### Stated task
Return, word for word, the stretch from the start of the records through the line that contains "[429,108,449,120]". Leave the pictures out of your answer.

Excerpts from a detection dataset

Start

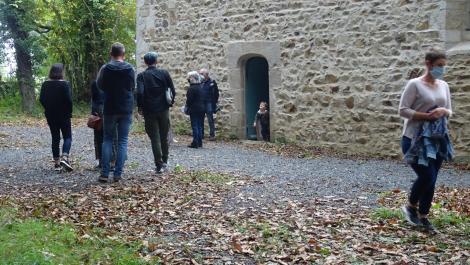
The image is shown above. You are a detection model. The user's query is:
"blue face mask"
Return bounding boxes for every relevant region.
[430,66,445,79]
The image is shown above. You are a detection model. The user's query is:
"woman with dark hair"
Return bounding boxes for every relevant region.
[39,64,73,171]
[186,71,205,148]
[399,50,453,232]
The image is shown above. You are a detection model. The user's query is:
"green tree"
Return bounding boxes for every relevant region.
[38,0,135,100]
[0,0,36,113]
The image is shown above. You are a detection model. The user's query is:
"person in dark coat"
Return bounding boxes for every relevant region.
[39,64,73,171]
[186,71,205,148]
[199,68,219,141]
[253,101,270,142]
[137,52,175,174]
[96,43,135,182]
[91,80,117,170]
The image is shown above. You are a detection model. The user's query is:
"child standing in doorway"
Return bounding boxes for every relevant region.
[253,101,270,142]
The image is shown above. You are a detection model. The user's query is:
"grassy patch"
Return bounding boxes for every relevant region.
[171,121,192,135]
[370,207,403,220]
[0,208,151,264]
[180,171,232,185]
[0,93,90,124]
[131,119,145,134]
[432,211,470,227]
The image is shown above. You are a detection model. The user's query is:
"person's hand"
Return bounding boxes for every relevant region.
[429,108,449,120]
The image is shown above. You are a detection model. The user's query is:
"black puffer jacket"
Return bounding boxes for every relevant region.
[186,84,205,115]
[96,61,135,115]
[137,66,176,113]
[39,80,72,122]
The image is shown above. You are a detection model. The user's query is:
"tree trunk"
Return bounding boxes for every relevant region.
[7,4,36,113]
[15,41,36,114]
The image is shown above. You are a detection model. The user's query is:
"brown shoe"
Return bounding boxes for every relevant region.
[98,175,108,183]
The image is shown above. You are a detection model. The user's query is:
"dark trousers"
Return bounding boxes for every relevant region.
[93,129,117,164]
[261,124,271,142]
[202,103,215,138]
[101,114,132,177]
[144,110,170,166]
[401,136,443,215]
[189,112,204,147]
[47,118,72,160]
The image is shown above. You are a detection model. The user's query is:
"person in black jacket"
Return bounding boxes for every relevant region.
[91,80,117,170]
[137,52,175,174]
[186,71,205,148]
[199,68,219,141]
[39,64,73,171]
[96,43,135,182]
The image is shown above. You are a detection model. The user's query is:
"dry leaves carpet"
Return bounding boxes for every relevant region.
[0,168,470,264]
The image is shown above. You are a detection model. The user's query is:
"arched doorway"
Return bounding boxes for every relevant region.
[245,57,269,140]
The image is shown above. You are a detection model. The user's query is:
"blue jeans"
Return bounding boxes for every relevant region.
[401,136,443,215]
[47,118,72,160]
[189,112,204,147]
[202,103,215,138]
[101,114,132,177]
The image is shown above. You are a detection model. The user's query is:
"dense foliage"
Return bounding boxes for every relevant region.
[0,0,135,105]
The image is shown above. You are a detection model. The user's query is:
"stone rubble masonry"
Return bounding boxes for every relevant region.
[137,0,470,159]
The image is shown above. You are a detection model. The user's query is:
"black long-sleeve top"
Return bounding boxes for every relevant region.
[137,66,176,113]
[186,84,205,114]
[39,80,73,122]
[91,81,104,115]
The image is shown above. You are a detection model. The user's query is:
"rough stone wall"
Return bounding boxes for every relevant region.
[137,0,470,159]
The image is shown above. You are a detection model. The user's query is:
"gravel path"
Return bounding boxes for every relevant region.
[0,126,470,205]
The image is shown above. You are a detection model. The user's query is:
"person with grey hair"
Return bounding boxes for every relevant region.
[199,68,219,141]
[186,71,205,148]
[137,52,176,174]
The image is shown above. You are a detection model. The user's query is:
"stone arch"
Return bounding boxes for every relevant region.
[226,41,281,140]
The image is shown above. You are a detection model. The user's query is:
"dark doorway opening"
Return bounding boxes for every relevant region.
[245,57,269,140]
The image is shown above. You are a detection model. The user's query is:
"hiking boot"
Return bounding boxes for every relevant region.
[54,164,62,172]
[60,156,73,172]
[162,163,168,172]
[401,205,421,225]
[419,217,437,233]
[98,175,108,183]
[155,165,165,175]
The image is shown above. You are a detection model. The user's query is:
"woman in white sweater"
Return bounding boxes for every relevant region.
[400,50,452,231]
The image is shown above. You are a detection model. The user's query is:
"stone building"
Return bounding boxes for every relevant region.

End

### Answer to this task
The image is shown above. You are a detection model. The user's query is:
"blue face mask"
Return bounding boxes for every relevant region.
[430,66,445,79]
The image is shown above. You are a detection model. The user's query is:
"woman with dark hair"
Return bounding boxes for every relevant region.
[39,64,73,171]
[186,71,205,148]
[399,50,453,232]
The image is shown above. You are a detection model. The user's query is:
"green tree"
Return bounding boxes for every relevant region.
[38,0,135,100]
[0,0,36,113]
The image is shown above. You are a detection model. The user's query is:
"person in dark coat"
Return bounding boxes for every relevant region.
[39,64,73,171]
[186,71,205,148]
[199,68,219,141]
[253,101,270,142]
[137,52,175,174]
[96,43,135,182]
[91,80,117,170]
The image is shown above. You are a detection model. The user's query is:
"child standing in doorway"
Return bounding boxes for every relevant region.
[253,101,270,142]
The image is shown above. You are a detection model. The user's query is:
"grassy patch"
Return bounding boxes for every relevant region.
[171,121,192,135]
[370,207,403,220]
[0,208,151,264]
[180,171,232,185]
[0,93,90,124]
[131,119,145,134]
[432,211,470,227]
The image is shown above. You are a detection model. The user's query is:
"person's hand"
Return bounding boxes for every relevant region.
[429,108,449,120]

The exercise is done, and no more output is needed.